◆ **REQUIRED TASK A**:
In the listing, copy word for word the lines from the line with "of the purple" up to and including the line with "x=297 y=700".

◆ **PASSAGE GIVEN**:
Final Project¶

Final project requirements¶

What does it do¶

The final project is an autonomous irrigation system powered by solar energy. It is composed of a smart autonomous valve that communicates remotely via wifi with a soil moisture sensor. The moisture sensor sends in real time the soil moisture information to the valve and when the moisture reaches a threshold justifying a lack of moisture, the valve automatically opens for a set time to irrigate the soil. In addition, we have a user interface that allows you to monitor soil moisture in real time.

Who has done what beforehand¶

After a long search through the fab academy project database, one of the projects that came closest to what I want to do is William Whitaker’s project that did the fab academy in 2016. His project called Wireless Irrigation is a system consisting of a solenoid valve and a moisture sensor that communicate with each other wirelessly from two nRF24L01 wifi modules.

Here is the page of his final project

What I designed¶

For this project there are five main elements the were designed. They are:

Solar powered soil moisture data collection and transmission system
User interface
The valve automation and humidity data reception system
The solar power system support for the valve

Bill of Materials¶

Description	Quantity	Source	Cost	Link
Nema17	1	Amazon	$8.33	Link
DRV8825 Stepper Motor Driver Module	1	Amazon	$3.7	Link
18650 rechargeable lithium battery	1	Aliexpress	$5.11	Link
Moisture Water Sensor	1	Amazon	$8.53	Link
Espressif ESP32-WROOM-32E	2	Amazon	$16	Link
TP4056 Battery Charger Board Charging	1	Amazon	$1.7	Link
Drip kit	1	LEWATT	$40,10	Link
Ball Valve 15x21	1	LEWATT	$6,90	Link
Threaded end	1	LEWATT	$0,59	Link
Rechargeable battery 12V 9AH	1	LEWATT	$31,36	Link
ATTiny 412	1	DIGI-KEY	$0.64	Link
3.3V 1A Linear regulator SOT223	2	DIGI-KEY	$1.08	Link
5V 1A Linear regulator SOT223	1	DIGI-KEY	$1.05	Link
Switch Slide AYZ0102AGRLC 100MA 12V	2	DIGI-KEY	$2.24	Link
Limit Switch	1	AliExpress	$4.80	Link
Button Tactile B3SN-3112P 0.05A 24V	2	DIGI-KEY	$2.14	Link
Red Led 1206 SMD	2	DIGI-KEY	$0.80	Link
Blue Led 1206 SMD	2	DIGI-KEY	$0.46	Link
Diode Schotty 40v 2A 1206	1	DIGI-KEY	$0.48	Link
0.1uF capacitor 1206	2	DIGI-KEY	$0.70	Link
10uF capacitor 1206	3	DIGI-KEY	$1,05	Link
1uF capacitor 1206	3	DIGI-KEY	$0.81	Link
10 Kohm Resistor 1206	8	DIGI-KEY	$0.80	Link
4.99 Kohm Resistor 1206	6	DIGI-KEY	$0.60	Link
0 ohm Resistor 1206	14	DIGI-KEY	$1.4	Link
1x2 Female PinHeader SMD	3	DIGI-KEY	$1.53	Link
1x4 Female PinHeader SMD	1	DIGI-KEY	$0.79	Link
Male PinHeader SMD	1	DIGI-KEY	$4.23	Link
FR1 Copper Clad PCB Board	1	Carbide 3D	$ 10.00	Link
Total = $150

The parts and systems that have been made¶

As mentioned the systems described are as follows:

Solar powered soil moisture data collection and transmission system
User interface
The valve automation and humidity data reception system
The solar power system and the water tank support for the valve

In the following subsections I will provide the details on the parts and systems and their functions.

◆ **RECORDS SHOWN**:
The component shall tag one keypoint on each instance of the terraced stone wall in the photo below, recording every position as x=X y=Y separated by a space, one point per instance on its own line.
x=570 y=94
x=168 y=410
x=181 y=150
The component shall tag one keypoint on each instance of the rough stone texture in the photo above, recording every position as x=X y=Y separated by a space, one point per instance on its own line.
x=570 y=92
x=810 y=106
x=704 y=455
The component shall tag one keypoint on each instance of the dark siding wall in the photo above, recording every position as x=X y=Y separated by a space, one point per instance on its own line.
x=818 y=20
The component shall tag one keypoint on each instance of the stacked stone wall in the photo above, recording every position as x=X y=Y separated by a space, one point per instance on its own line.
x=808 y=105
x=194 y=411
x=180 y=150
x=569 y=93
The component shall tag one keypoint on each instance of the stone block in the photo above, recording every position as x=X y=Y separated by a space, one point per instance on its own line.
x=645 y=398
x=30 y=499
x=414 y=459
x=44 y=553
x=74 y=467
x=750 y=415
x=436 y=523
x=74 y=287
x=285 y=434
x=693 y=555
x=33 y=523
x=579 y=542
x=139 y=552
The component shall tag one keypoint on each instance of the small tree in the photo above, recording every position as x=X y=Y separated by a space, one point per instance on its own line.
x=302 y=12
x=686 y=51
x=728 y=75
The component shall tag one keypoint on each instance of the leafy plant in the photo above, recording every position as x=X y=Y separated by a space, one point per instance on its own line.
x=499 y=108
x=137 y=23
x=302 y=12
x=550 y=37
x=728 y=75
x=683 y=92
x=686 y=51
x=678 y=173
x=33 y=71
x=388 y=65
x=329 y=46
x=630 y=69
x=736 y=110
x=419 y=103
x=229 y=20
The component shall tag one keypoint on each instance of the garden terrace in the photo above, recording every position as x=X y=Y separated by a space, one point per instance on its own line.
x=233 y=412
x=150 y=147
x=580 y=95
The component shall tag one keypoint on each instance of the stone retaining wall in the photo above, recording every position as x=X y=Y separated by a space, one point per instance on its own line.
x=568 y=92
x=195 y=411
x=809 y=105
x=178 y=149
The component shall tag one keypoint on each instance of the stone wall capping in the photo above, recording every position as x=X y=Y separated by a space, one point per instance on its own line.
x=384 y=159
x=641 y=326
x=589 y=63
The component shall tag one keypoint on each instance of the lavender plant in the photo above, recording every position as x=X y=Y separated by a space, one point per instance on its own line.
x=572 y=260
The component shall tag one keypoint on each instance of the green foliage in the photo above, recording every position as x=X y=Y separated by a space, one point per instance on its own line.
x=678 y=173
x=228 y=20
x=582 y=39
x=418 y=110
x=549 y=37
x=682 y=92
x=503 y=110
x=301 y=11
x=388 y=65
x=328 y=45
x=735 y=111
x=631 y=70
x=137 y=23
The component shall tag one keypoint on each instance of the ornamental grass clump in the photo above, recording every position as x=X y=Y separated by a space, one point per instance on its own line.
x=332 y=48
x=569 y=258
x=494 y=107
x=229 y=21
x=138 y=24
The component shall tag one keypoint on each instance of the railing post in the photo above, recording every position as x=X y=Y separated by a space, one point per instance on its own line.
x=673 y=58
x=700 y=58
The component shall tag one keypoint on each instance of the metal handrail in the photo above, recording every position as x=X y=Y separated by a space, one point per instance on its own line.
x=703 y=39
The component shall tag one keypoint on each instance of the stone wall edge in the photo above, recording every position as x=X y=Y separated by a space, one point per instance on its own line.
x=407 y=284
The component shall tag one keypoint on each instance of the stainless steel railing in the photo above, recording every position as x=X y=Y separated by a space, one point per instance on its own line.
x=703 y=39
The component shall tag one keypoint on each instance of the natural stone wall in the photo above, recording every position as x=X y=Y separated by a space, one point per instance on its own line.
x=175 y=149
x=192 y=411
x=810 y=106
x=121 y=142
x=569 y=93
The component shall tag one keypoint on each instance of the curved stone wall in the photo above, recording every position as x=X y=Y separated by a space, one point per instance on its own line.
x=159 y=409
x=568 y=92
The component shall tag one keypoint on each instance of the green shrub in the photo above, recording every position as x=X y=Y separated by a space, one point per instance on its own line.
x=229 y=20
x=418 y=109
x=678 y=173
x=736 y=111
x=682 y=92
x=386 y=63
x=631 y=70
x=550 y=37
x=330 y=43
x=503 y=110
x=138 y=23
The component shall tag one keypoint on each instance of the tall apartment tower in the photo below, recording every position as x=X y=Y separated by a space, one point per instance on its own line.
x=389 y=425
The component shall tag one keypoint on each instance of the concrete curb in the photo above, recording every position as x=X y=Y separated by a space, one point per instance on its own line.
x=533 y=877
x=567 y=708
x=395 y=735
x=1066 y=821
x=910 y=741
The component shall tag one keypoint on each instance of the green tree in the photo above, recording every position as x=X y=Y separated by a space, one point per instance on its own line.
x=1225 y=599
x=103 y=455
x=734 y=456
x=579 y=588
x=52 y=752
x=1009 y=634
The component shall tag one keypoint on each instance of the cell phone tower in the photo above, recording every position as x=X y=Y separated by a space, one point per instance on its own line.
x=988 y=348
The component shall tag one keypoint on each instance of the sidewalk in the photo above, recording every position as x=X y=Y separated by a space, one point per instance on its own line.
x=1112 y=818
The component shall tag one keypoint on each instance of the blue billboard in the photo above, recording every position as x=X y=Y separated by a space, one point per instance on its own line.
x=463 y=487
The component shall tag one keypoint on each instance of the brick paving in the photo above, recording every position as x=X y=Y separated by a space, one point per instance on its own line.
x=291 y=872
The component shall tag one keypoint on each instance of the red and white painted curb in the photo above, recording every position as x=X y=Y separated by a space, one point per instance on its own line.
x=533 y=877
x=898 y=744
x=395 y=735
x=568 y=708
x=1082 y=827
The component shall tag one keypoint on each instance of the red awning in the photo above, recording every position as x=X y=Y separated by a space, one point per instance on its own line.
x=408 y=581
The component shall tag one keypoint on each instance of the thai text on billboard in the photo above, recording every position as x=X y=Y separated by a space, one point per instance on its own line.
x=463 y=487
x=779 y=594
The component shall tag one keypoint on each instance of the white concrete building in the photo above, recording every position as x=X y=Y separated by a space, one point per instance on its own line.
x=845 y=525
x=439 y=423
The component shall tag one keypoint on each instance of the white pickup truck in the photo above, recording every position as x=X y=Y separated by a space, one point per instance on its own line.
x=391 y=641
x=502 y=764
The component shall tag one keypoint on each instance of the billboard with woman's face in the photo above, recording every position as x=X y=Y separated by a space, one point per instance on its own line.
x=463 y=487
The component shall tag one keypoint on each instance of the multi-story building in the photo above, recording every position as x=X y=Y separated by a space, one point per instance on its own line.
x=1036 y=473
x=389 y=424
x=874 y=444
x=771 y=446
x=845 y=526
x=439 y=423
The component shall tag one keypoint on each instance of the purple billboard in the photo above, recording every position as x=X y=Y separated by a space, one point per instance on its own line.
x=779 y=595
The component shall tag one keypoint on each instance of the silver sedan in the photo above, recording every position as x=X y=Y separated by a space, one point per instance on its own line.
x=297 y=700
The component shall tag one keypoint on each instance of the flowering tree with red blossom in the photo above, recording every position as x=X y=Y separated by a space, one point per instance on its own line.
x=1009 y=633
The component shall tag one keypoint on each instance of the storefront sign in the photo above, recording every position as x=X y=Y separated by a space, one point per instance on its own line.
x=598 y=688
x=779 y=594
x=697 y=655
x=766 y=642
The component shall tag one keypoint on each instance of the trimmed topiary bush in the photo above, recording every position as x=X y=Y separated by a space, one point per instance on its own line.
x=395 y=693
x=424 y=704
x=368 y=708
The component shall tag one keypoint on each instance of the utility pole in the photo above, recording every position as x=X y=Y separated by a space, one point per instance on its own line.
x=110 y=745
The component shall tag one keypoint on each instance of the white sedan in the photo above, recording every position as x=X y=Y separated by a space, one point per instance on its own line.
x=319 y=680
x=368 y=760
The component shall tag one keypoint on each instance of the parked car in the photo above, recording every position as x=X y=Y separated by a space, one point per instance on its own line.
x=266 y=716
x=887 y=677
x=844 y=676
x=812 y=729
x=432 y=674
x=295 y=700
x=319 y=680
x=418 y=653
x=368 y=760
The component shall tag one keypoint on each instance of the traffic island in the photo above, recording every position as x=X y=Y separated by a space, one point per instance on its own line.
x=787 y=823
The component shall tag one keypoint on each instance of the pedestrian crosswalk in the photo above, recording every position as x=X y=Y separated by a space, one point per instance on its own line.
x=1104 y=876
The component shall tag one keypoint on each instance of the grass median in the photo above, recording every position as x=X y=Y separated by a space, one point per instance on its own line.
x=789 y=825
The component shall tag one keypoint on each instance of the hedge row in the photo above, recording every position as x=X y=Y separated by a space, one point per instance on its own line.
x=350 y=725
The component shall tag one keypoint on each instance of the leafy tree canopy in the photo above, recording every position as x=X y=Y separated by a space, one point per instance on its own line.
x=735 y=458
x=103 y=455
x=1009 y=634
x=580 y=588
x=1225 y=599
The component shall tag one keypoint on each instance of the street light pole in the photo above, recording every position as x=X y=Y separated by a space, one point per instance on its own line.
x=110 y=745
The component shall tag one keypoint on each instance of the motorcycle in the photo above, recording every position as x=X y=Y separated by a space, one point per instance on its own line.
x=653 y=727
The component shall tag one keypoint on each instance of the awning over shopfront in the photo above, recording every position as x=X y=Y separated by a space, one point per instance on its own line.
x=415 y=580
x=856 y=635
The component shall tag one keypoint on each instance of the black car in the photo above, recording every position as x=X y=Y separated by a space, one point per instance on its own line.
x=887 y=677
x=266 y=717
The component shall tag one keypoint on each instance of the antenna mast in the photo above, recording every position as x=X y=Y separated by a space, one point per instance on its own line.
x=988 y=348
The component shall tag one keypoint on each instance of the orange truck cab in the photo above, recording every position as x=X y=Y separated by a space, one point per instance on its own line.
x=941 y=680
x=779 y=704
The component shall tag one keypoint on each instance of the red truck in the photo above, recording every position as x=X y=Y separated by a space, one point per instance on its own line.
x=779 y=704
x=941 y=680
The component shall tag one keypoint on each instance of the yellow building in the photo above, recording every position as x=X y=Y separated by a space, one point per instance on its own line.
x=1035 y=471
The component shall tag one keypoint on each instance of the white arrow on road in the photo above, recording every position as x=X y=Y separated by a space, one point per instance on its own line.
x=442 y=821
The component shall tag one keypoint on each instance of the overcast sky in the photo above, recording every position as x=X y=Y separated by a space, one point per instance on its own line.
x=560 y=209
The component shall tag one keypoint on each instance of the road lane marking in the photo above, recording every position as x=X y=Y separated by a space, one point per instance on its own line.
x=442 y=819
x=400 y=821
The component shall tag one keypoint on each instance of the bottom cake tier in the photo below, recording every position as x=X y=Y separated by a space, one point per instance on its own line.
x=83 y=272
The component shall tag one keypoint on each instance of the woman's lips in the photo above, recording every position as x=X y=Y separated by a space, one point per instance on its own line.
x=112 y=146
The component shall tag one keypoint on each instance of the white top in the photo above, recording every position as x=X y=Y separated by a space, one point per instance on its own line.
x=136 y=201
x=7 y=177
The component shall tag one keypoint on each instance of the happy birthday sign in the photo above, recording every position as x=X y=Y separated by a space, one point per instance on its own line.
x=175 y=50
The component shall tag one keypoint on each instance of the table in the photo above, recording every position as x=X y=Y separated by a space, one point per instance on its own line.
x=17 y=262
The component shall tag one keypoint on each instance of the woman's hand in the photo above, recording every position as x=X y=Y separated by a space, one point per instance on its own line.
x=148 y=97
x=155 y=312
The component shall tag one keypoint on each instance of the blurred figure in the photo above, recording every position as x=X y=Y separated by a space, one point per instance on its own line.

◆ **REQUIRED TASK B**:
Please repeat the irrigation project page verbatim from "What does it" up to and including "in real time.".

◆ **SOLUTION A**:
The component shall tag one keypoint on each instance of the purple billboard in the photo above, recording every position as x=X y=Y separated by a space, one point per instance on its own line.
x=779 y=595
The component shall tag one keypoint on each instance of the silver sedan in the photo above, recording every position as x=X y=Y separated by a space, one point per instance on its own line.
x=297 y=700

◆ **SOLUTION B**:
What does it do¶

The final project is an autonomous irrigation system powered by solar energy. It is composed of a smart autonomous valve that communicates remotely via wifi with a soil moisture sensor. The moisture sensor sends in real time the soil moisture information to the valve and when the moisture reaches a threshold justifying a lack of moisture, the valve automatically opens for a set time to irrigate the soil. In addition, we have a user interface that allows you to monitor soil moisture in real time.